Region pointing data:
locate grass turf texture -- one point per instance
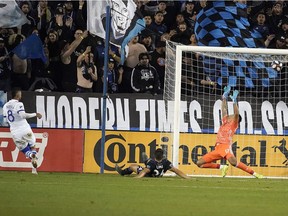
(22, 193)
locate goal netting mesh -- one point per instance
(194, 81)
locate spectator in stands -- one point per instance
(64, 27)
(68, 62)
(20, 77)
(86, 71)
(276, 17)
(148, 20)
(147, 41)
(42, 14)
(281, 42)
(54, 47)
(157, 26)
(41, 78)
(190, 13)
(158, 61)
(169, 15)
(179, 20)
(284, 27)
(131, 61)
(5, 67)
(114, 76)
(261, 26)
(144, 77)
(183, 34)
(27, 28)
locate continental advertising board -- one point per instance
(58, 151)
(267, 155)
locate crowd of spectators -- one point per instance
(76, 58)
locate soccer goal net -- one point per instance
(194, 81)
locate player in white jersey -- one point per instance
(23, 137)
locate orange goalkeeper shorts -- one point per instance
(221, 151)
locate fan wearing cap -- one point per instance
(114, 76)
(86, 71)
(158, 60)
(144, 77)
(5, 67)
(280, 42)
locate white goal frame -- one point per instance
(178, 69)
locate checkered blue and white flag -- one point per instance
(126, 21)
(225, 24)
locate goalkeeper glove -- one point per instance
(234, 96)
(226, 91)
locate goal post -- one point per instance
(194, 80)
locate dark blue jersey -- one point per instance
(157, 169)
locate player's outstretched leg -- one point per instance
(227, 90)
(144, 157)
(118, 169)
(224, 169)
(257, 175)
(34, 160)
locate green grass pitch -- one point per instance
(69, 194)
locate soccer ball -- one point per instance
(276, 65)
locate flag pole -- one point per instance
(105, 95)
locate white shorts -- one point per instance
(23, 137)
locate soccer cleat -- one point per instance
(257, 175)
(34, 171)
(226, 91)
(34, 160)
(118, 169)
(224, 170)
(234, 96)
(144, 157)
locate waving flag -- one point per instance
(31, 48)
(126, 21)
(225, 24)
(11, 15)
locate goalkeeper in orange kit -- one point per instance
(224, 139)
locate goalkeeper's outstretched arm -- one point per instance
(179, 173)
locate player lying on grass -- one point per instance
(224, 139)
(155, 167)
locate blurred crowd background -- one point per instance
(72, 51)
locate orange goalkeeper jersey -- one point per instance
(226, 131)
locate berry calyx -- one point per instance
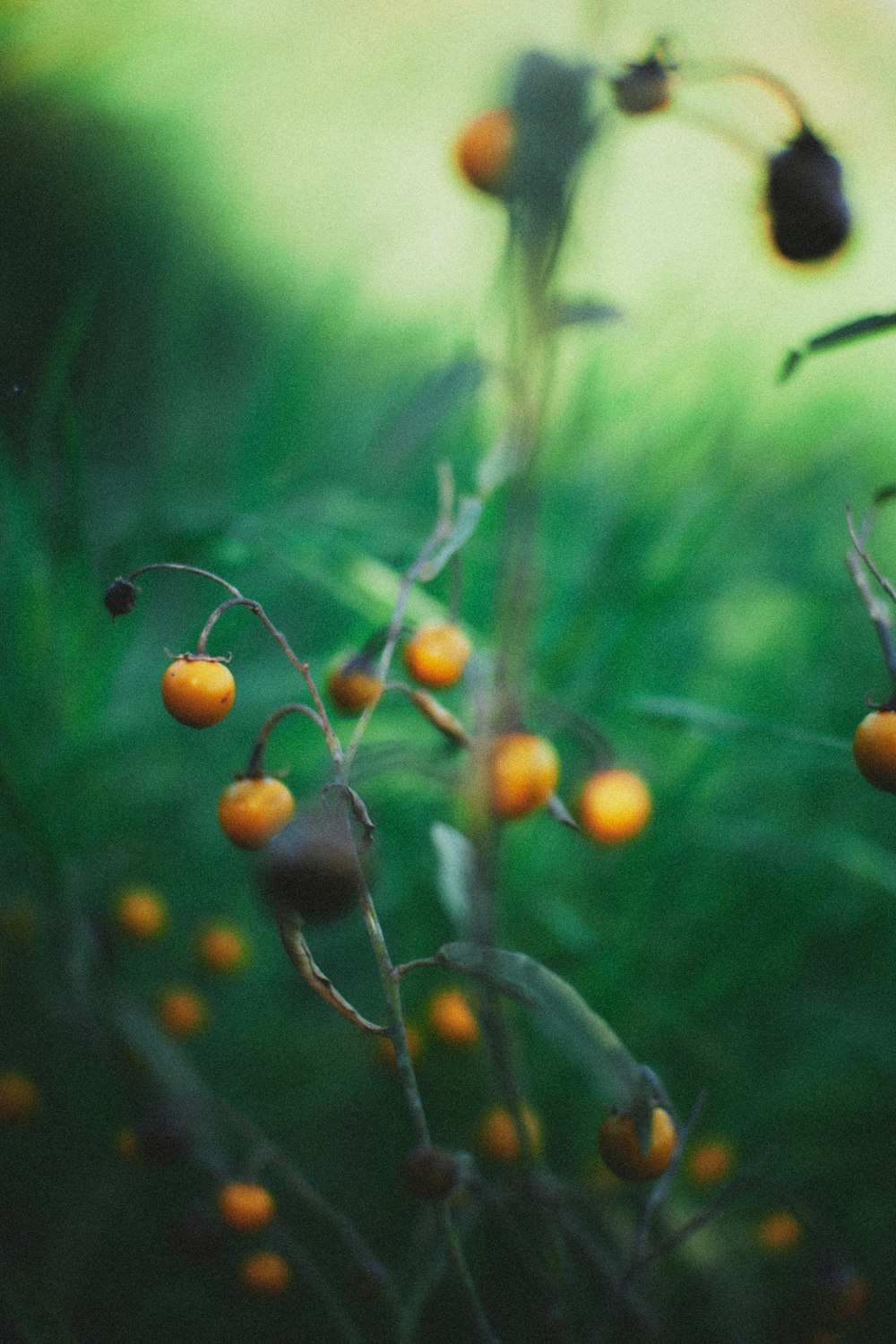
(614, 806)
(437, 655)
(429, 1174)
(252, 811)
(198, 691)
(352, 685)
(874, 749)
(484, 150)
(619, 1150)
(245, 1206)
(522, 773)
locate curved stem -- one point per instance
(254, 771)
(724, 70)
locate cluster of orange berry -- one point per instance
(522, 768)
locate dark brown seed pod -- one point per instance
(312, 870)
(120, 597)
(429, 1174)
(805, 201)
(643, 88)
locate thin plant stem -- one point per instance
(255, 761)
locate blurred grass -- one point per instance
(691, 550)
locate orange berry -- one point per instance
(498, 1137)
(874, 749)
(352, 685)
(245, 1206)
(198, 691)
(780, 1231)
(614, 806)
(182, 1012)
(522, 773)
(19, 1097)
(452, 1019)
(266, 1273)
(142, 911)
(437, 655)
(220, 948)
(126, 1144)
(252, 811)
(711, 1161)
(619, 1150)
(386, 1050)
(484, 150)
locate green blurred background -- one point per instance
(236, 268)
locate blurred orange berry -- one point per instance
(182, 1012)
(386, 1050)
(452, 1019)
(245, 1206)
(220, 948)
(619, 1150)
(484, 150)
(874, 749)
(711, 1161)
(352, 685)
(252, 811)
(19, 1096)
(780, 1231)
(522, 773)
(614, 806)
(498, 1137)
(198, 691)
(142, 911)
(437, 655)
(266, 1273)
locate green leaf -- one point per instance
(578, 312)
(858, 330)
(454, 876)
(465, 524)
(586, 1038)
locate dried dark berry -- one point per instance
(120, 599)
(429, 1174)
(312, 870)
(643, 88)
(805, 201)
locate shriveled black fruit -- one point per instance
(805, 199)
(120, 597)
(643, 88)
(429, 1174)
(312, 871)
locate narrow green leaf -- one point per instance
(465, 524)
(495, 467)
(454, 875)
(586, 1038)
(579, 312)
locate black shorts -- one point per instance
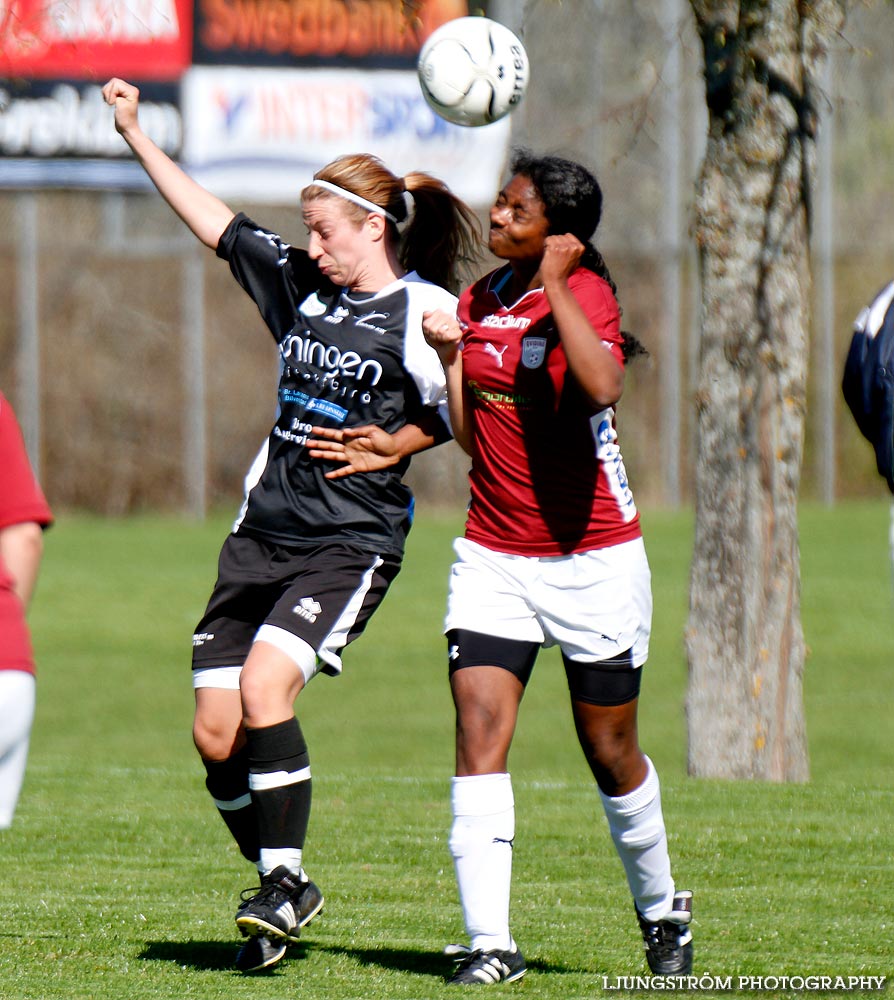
(323, 594)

◆ Exercise ◆
All of the lines above must be printed again exactly, and no picture may appear in the copy.

◆ Exercise solution ◆
locate grass turf texture -- one point per instance
(22, 193)
locate goal netting mesh -- one point per instance
(194, 81)
locate spectator in stands -- one point per instance
(64, 27)
(68, 62)
(20, 77)
(86, 71)
(276, 17)
(148, 20)
(147, 41)
(42, 14)
(281, 42)
(54, 47)
(157, 26)
(41, 78)
(190, 13)
(158, 61)
(169, 15)
(179, 20)
(284, 27)
(131, 61)
(5, 67)
(114, 76)
(261, 26)
(144, 77)
(183, 34)
(27, 28)
locate continental advertising board -- one point per instance
(58, 151)
(267, 155)
locate crowd of spectators -- one point per instance
(76, 58)
locate soccer goal net -- one point per instance
(194, 81)
locate player in white jersey -- one point per instance
(23, 137)
locate orange goalkeeper shorts -- one point per instance
(221, 151)
locate fan wearing cap -- one point per instance
(114, 76)
(86, 71)
(158, 60)
(144, 77)
(5, 67)
(280, 42)
locate white goal frame -- one point per instance
(178, 69)
locate checkered blue and white flag -- one point per instance
(126, 21)
(225, 24)
locate goalkeeper glove -- one point per instance
(234, 96)
(226, 91)
locate goal post -- one point per instance
(194, 80)
locate dark blue jersey -- one point per instance
(157, 169)
locate player's outstretched leg -- one point per instance
(227, 90)
(144, 157)
(118, 169)
(224, 169)
(257, 175)
(34, 160)
locate green grass pitch -- one point per instance
(69, 194)
locate soccer ball -- one point per instance
(276, 65)
locate flag pole -- one point per instance
(105, 95)
locate white shorts -- one point per instance
(23, 137)
locate soccer cleat -- one point per instance
(257, 175)
(34, 171)
(226, 91)
(34, 160)
(118, 169)
(224, 170)
(234, 96)
(144, 157)
locate waving flag -- one point per instance
(31, 48)
(126, 21)
(225, 24)
(11, 15)
locate goalkeeper in orange kit -- one point per instance
(224, 139)
locate goalkeeper's outstretched arm -- one point per instance
(179, 173)
locate player lying on grass -- one point per instance
(224, 139)
(155, 167)
locate blurred crowd background -- one point per instance
(72, 51)
locate orange goalkeeper jersey -- one point per instance
(226, 131)
locate berry calyx -- one point per instance
(614, 806)
(437, 655)
(429, 1174)
(252, 811)
(198, 691)
(352, 685)
(874, 749)
(484, 150)
(619, 1150)
(245, 1206)
(522, 773)
locate curved stem -- one point per instance
(254, 771)
(724, 70)
locate cluster of orange berry -- one point per instance
(522, 768)
locate dark brown seed pod -- one point per instance
(312, 870)
(120, 597)
(429, 1174)
(805, 201)
(643, 88)
locate thin plant stem -- one point per instance
(255, 761)
locate blurred grass -- one point per instance
(691, 550)
locate orange berry -- one point per instance
(498, 1137)
(874, 749)
(352, 685)
(245, 1206)
(198, 691)
(780, 1231)
(614, 806)
(182, 1012)
(522, 773)
(19, 1097)
(452, 1019)
(266, 1273)
(142, 911)
(437, 655)
(220, 948)
(126, 1144)
(252, 811)
(711, 1161)
(619, 1150)
(386, 1050)
(484, 150)
locate green blurred background -- one point per instance
(236, 268)
locate blurred orange berry -- one point per instance
(182, 1012)
(386, 1050)
(452, 1019)
(245, 1206)
(220, 948)
(619, 1150)
(484, 150)
(874, 749)
(711, 1161)
(352, 685)
(252, 811)
(19, 1096)
(780, 1231)
(522, 773)
(614, 806)
(498, 1137)
(198, 691)
(142, 911)
(437, 655)
(266, 1273)
locate green leaf -- one point per instance
(578, 312)
(858, 330)
(454, 876)
(465, 524)
(586, 1038)
locate dried dark berry -- one point per instance
(120, 599)
(429, 1174)
(312, 870)
(643, 88)
(805, 201)
locate shriveled black fruit -- one point per instance
(805, 199)
(120, 597)
(643, 88)
(429, 1174)
(312, 871)
locate narrow green leaf -- one point per instance
(465, 524)
(495, 467)
(454, 875)
(586, 1038)
(579, 312)
locate black shorts -- one point per instance
(323, 594)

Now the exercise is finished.